**Exercise details**
Please rewrite the passage on eSports ad revenue, starting at "This isn't restricted" and ending at "Else (Photo: Poynter.org)", with "Everyone Else" replaced by "All the Rest".

**Excerpted passage**
__________

A few days prior to the Yahoo news, another eSports site Gamurs, announced the closure of one of the leading eSports wiki sites. Gamurs themselves merged with Dot eSports just 3 months ago.

Gamurs CEO Riad Chikhani wrote an excellent Medium post that outlines the reality of digital media today especially for those in gaming and eSports. Here are a few key points:

  • One of their sites was averaging around 1.85M page views per month with 5 ads on the page, generating ~9M+ "ad impressions" per month. The CPM - Cost Per 1,000 Impressions aka How Sites Make Money - averaged just under $3 last year. So in an absolute perfect world scenario, the site would generate about $300,000+ a year which isn't bad. However, perfect worlds don't exist, especially not in media

 

  • Generally ad block is anywhere from 25%-50% depending on content. However, gaming/eSports has the highest ad block rate of any type of media content. Riad confirmed that ~80% of site users were using ad block which is absolutely in line with both gaming media sites and some streaming content

 

This isn't restricted to gaming media but digital media overall. Here's what's happened in just the past 3 months outside of Verizon:

There are a lot of reasons why this is happening but here's 1 very simple chart to illustrate a major point:

There's Google and Facebook and then Everyone Else (Photo: Poynter.org)

__________

**Source data**

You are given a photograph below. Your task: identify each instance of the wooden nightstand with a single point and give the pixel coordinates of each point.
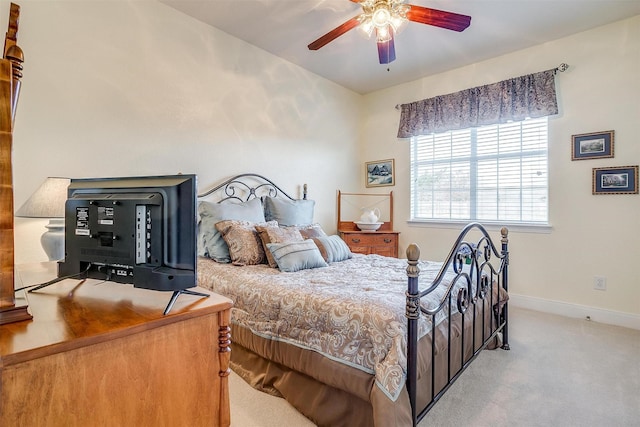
(372, 242)
(384, 241)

__________

**Exercise solution**
This isn't restricted to gaming media but digital media overall. Here's what's happened in just the past 3 months outside of Verizon:

There are a lot of reasons why this is happening but here's 1 very simple chart to illustrate a major point:

There's Google and Facebook and then All the Rest (Photo: Poynter.org)